**EXERCICES À TRAITER**
- a) Selon le compte rendu de la Bi’Causerie reproduit ci-dessous, dans quel dictionnaire Michel a-t-il cherché la définition des mots « affection », « attachement » et « passion » ?
- b) Indiquez si chacune des affirmations suivantes est conforme au compte rendu de la Bi’Causerie reproduit ci-dessous. Répondez par oui ou par non et citez les mots du texte qui tranchent. (i) La réaction virulente à la phrase du manifeste date de novembre 2001. (ii) Le compte rendu qualifie de tout à fait commun le fait d’éprouver de la passion pour plus d’une personne à la fois. (iii) Lors de l’émission de J.-Cl. Delarue, un témoin a su répondre à la question posée.

**TEXTE CITÉ**
Bi’Causerie – Aimer plus d’une personne à la fois

Compte rendu de la Bi’Causerie du 02/03/2002 – Aimer plus d’une personne à la fois

C’est Michel qui animé le débat.

Depuis novembre 2000 nous faisons circuler notre manifeste.

Or depuis le début, on pouvait y lire la phrase « Je suis capable d’aimer plus d’une personne à la fois ». Celle-ci a suscité une réaction assez virulente en novembre 2001 sous la forme d’un  » NON  » noté sur la charte, suivi d’un  » Tourner la page « . Au verso se trouvait l’explication : la personne avait écrit que tous les bisexuels ne se retrouvaient pas dans cette assertion. Cela a intrigué Michel.
Pour mieux cerner le sujet de ce soir, Michel a donc cherché à définir  » aimer  » et a commencé par repérer trois sens dans le Larousse :

  • « avoir de l’affection pour »
  • « avoir de l’attachement pour »,
  • « éprouver de la passion pour ».

Il s’agit manifestement de trois degrés différents.
Pour encore mieux cerner le sujet, Michel a alors cherché la définition des trois mots clés de ces expressions, cette fois-ci dans le Littré :

  • affection : « manière d’être de l’âme considérée comme touchée de quelque objet »,
  • attachement : « sentiment d’affection qui lie, qui attache »,
  • passion : « mouvement de l’âme qui s’empare de tout le cœur et se subordonne toute chose ».

Avoir de l’affection pour plusieurs personnes c’est tout à fait commun.
Éprouver de la passion pour plus d’une personne à la fois, c’est exceptionnel.
Mais « avoir de l’attachement pour plus d’une personne à la fois », c’est-à-dire « être lié, attaché à deux personnes à la fois », c’est possible et c’est peut-être le lot de nombreux bisexuels, en tout cas de bisexuels « simultanés » (et sans doute aussi de monosexuels). C’est même le cas de nombreux bisexuels qui vivent une relation avec un homme et une relation avec une femme à la fois.

Question : que nous apporte de spécifique l’amour-attachement envers une personne de même sexe que soi et que nous apporte de spécifique l’amour-attachement envers une personne de sexe différent ?
Une personne rappelle qu’à l’émission de J.-Cl. Delarue diffusée mardi 6 mars dernier, aucun témoin n’a réussi à répondre à cette question.
Patrick : Les bisexuels sont-ils plus aptes que les monosexuels à aimer 2 personnes ? Le poids de la société n’autorise pas l’amour double et n’accepte que le couple à deux, pas à trois.
Michel : Attention, on peut être attaché à une personne dans le cadre d’un couple et en plus attaché à une personne hors de ce couple. Il n’est pas question ici de couple.
Jules : Il faut parler du sentiment de complétude recherché dans une double relation, avec une femme et avec un homme. (Jules emploie alors le terme  » infidélité « .)
Michel : Une femme m’a raconté qu’elle a vécu la même chose que moi, à savoir :
– dans la relation hétéro je joue un rôle protecteur,
– dans la relation homo je suis protégé.

**JEU DE DONNÉES**
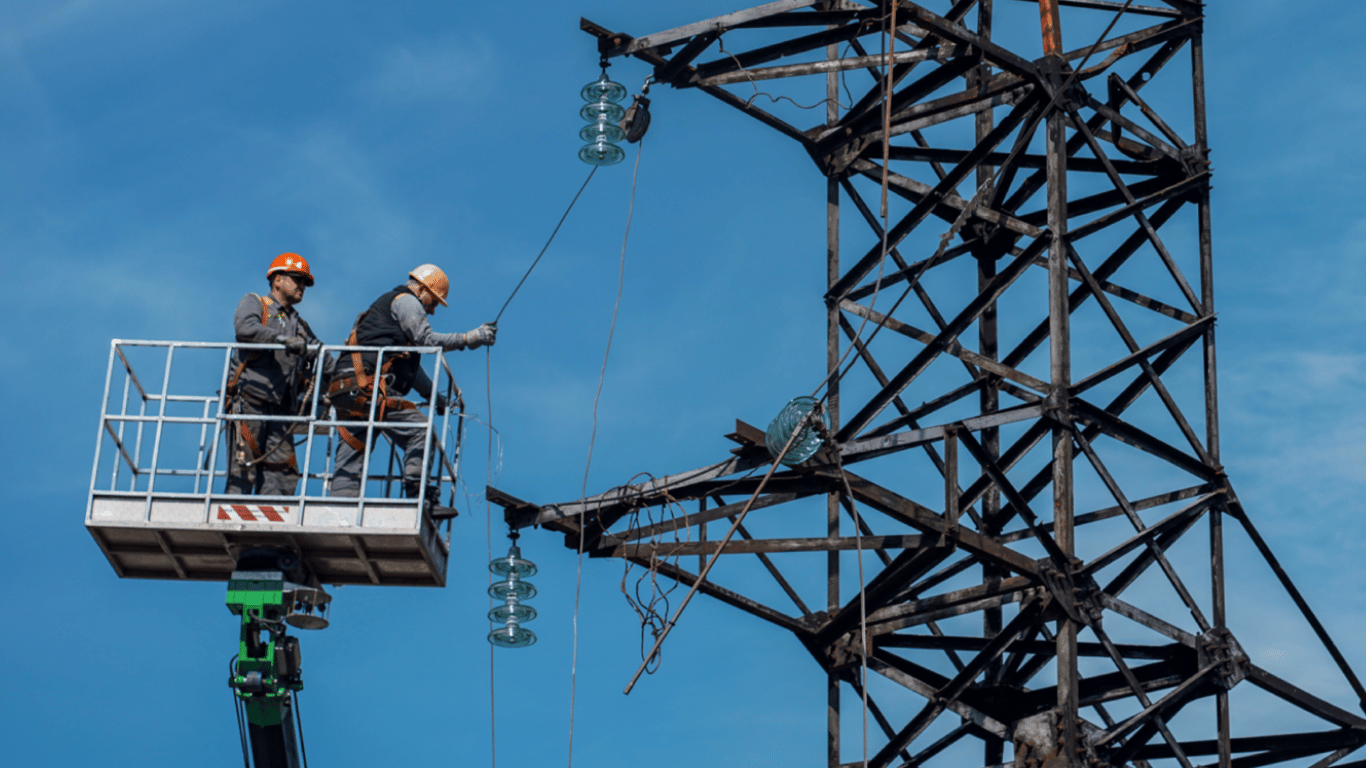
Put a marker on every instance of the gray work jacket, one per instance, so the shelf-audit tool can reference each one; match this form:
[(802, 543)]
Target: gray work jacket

**RÉPONSES PAR EXERCICE**
- a) Il les a cherchées dans le Littré.

- b)
(i) Oui : « Celle-ci a suscité une réaction assez virulente en novembre 2001 ».
(ii) Non : « Éprouver de la passion pour plus d’une personne à la fois, c’est exceptionnel. »
(iii) Non : « aucun témoin n’a réussi à répondre à cette question ».